= Your instructions =
Please copy the interview excerpt on a government of national unity below word for word, from its first line to its last.

= Passage to read =
POM. So, do you say that any party that received more than 5% in the election would be entitled to a seat in the Cabinet would make the whole thing unruly?

PJ. No, no, not only unruly. The issue, as I see it, is which core issues can you unite around? If you can unite around core issues then it's something we were discussing. Now we need to examine them, what the proposal was in terms of a government of national unity in that document of Strategics and Perspectives which I take issue with, in that article you have there. The argument was never that we can in fact form a government of national unity around the core issues facing the country, never that. The argument was that we have to do this in order to tempt the elements in the civil service, in security service, the white population in general. We would otherwise be tempted to support a right-wing project in opposition to democracy into co-operation. That was the argument which has implicit limits that you are going to form this coalition not on your terms but on their terms.

. Now what are the implications in terms of that? Largely, if you are going to form a coalition not around core issues around which there is agreement, but in order to pre-empt a right-wing coup or some sort of right-wing reactive posture against democracy, then you are going to place yourselves in a sensitive corner. But they would dictate to us that we want this, we want that, we want that otherwise we are going to go into a [ransom riot ???], we want the other, otherwise we are going to stage a coup. You do this, you do that, you do the other, that you give us this or we are going to cause instability. You give us this otherwise we are going to sabotage the civil service. You give us this otherwise we are going to let crime run rampant, you won't be able to govern the country. So on whose terms are you going to form this coalition? On their terms? Which means then that on the core issues facing the country the ANC is going to have to renege on its constituency.

= Material =
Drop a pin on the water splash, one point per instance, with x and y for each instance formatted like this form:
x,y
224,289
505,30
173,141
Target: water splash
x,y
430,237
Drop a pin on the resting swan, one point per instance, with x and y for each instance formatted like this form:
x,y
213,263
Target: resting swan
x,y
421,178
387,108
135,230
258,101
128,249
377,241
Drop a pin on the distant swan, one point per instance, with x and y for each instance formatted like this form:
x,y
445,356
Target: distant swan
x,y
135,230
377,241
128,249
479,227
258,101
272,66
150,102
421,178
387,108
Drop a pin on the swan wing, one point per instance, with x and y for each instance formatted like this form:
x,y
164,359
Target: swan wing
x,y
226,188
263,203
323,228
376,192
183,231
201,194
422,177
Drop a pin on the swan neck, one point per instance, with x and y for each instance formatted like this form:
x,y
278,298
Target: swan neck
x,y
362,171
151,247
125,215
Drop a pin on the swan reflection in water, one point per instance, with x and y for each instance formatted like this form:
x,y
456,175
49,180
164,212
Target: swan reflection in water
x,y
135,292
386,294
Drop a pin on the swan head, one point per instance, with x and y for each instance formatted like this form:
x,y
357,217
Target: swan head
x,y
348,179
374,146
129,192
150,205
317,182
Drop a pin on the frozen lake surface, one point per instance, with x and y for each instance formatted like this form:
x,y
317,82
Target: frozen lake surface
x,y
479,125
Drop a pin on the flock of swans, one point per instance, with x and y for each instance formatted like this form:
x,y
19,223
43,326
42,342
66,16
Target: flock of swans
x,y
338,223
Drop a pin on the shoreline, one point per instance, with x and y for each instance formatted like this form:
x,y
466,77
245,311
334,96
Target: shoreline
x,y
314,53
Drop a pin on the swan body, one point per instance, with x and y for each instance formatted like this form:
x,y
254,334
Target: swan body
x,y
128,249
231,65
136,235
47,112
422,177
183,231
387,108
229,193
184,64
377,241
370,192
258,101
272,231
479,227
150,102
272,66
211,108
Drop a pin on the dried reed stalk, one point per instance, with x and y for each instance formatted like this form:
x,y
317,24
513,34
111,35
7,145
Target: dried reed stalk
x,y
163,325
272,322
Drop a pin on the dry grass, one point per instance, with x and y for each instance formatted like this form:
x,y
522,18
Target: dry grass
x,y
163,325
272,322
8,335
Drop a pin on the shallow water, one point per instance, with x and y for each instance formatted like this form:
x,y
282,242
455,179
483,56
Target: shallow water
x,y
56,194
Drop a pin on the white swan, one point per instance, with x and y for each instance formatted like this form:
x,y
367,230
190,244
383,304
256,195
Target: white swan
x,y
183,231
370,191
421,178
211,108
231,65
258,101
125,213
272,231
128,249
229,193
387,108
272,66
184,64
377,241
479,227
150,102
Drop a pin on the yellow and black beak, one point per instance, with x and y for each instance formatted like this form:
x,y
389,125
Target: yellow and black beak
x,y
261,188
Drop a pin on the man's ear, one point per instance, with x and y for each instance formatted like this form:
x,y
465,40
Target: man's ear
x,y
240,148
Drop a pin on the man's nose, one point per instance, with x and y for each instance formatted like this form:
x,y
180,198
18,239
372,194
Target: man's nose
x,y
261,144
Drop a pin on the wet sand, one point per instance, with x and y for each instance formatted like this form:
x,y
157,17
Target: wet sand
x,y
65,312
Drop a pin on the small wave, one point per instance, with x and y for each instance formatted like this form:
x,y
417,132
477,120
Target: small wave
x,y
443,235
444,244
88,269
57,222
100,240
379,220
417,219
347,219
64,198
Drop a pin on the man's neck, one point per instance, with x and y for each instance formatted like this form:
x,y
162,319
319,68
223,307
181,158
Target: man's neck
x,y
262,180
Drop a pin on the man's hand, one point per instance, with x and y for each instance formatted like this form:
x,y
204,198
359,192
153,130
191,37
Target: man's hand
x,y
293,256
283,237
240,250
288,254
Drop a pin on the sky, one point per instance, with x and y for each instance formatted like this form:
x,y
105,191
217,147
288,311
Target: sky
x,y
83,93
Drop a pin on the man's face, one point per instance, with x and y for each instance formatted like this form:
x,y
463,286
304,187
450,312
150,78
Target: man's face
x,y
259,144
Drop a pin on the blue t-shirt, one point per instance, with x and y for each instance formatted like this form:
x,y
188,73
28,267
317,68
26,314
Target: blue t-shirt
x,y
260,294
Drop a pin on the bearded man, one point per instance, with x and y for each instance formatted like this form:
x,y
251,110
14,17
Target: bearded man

= Written solution =
POM. So, do you say that any party that received more than 5% in the election would be entitled to a seat in the Cabinet would make the whole thing unruly?

PJ. No, no, not only unruly. The issue, as I see it, is which core issues can you unite around? If you can unite around core issues then it's something we were discussing. Now we need to examine them, what the proposal was in terms of a government of national unity in that document of Strategics and Perspectives which I take issue with, in that article you have there. The argument was never that we can in fact form a government of national unity around the core issues facing the country, never that. The argument was that we have to do this in order to tempt the elements in the civil service, in security service, the white population in general. We would otherwise be tempted to support a right-wing project in opposition to democracy into co-operation. That was the argument which has implicit limits that you are going to form this coalition not on your terms but on their terms.

. Now what are the implications in terms of that? Largely, if you are going to form a coalition not around core issues around which there is agreement, but in order to pre-empt a right-wing coup or some sort of right-wing reactive posture against democracy, then you are going to place yourselves in a sensitive corner. But they would dictate to us that we want this, we want that, we want that otherwise we are going to go into a [ransom riot ???], we want the other, otherwise we are going to stage a coup. You do this, you do that, you do the other, that you give us this or we are going to cause instability. You give us this otherwise we are going to sabotage the civil service. You give us this otherwise we are going to let crime run rampant, you won't be able to govern the country. So on whose terms are you going to form this coalition? On their terms? Which means then that on the core issues facing the country the ANC is going to have to renege on its constituency.